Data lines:

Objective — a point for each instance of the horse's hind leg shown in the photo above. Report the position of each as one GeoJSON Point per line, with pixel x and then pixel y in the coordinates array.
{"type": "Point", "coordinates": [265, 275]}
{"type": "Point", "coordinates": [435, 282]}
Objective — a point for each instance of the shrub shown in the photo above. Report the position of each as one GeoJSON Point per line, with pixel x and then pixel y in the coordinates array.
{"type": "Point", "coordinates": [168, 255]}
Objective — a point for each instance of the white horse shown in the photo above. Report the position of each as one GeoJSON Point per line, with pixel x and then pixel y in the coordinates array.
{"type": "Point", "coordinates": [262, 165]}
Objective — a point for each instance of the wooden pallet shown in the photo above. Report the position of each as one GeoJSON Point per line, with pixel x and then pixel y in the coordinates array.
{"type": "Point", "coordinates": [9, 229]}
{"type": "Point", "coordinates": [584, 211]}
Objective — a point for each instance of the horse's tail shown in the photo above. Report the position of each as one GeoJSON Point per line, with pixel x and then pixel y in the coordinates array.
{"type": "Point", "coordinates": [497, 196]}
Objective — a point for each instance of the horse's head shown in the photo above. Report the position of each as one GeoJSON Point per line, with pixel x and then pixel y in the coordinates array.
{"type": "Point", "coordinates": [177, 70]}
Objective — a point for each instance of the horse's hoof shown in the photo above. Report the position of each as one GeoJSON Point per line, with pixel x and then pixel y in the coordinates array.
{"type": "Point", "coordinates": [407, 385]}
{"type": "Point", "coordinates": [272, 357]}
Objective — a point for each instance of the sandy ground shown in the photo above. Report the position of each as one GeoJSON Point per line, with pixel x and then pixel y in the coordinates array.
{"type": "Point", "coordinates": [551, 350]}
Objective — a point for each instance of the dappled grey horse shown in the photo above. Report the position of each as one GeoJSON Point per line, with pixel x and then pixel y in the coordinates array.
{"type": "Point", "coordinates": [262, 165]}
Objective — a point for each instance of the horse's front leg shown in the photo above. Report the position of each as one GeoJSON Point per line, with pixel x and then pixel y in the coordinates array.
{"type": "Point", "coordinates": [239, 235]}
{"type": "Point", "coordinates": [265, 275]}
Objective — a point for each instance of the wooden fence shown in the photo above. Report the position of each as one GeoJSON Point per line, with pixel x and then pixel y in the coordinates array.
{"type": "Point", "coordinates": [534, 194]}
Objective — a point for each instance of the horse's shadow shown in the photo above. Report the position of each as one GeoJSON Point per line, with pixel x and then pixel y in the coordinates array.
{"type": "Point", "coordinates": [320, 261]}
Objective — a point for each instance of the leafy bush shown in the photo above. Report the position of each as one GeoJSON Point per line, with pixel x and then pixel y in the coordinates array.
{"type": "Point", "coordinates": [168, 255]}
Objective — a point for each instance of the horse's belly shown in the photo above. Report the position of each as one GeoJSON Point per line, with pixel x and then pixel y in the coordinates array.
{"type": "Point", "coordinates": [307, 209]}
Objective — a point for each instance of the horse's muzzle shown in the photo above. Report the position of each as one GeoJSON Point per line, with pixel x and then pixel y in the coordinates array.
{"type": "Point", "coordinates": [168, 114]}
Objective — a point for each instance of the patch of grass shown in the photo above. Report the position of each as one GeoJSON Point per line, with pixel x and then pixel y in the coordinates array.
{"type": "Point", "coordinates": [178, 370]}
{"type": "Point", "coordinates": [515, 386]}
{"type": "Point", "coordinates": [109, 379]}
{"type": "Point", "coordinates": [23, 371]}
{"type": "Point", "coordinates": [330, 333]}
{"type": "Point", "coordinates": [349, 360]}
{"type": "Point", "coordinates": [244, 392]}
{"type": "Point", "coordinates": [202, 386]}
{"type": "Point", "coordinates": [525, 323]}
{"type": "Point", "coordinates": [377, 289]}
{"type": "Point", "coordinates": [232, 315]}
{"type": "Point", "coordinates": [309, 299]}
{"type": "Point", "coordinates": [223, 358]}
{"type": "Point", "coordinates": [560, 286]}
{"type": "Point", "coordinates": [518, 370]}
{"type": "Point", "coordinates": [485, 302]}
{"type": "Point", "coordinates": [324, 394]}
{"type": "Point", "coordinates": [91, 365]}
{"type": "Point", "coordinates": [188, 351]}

Instruction: Please show every line from the items above that contains the word "wooden"; case matters.

Final result:
Objective — a point for each instance of the wooden pallet shown in the photo above. Report the position of each as one GeoJSON Point per line, with pixel x and then pixel y in the coordinates array.
Objective — a point for each instance of the wooden fence shown in the photo above. Report the position of each as one GeoJSON Point per line, with pixel x and then pixel y in the coordinates array.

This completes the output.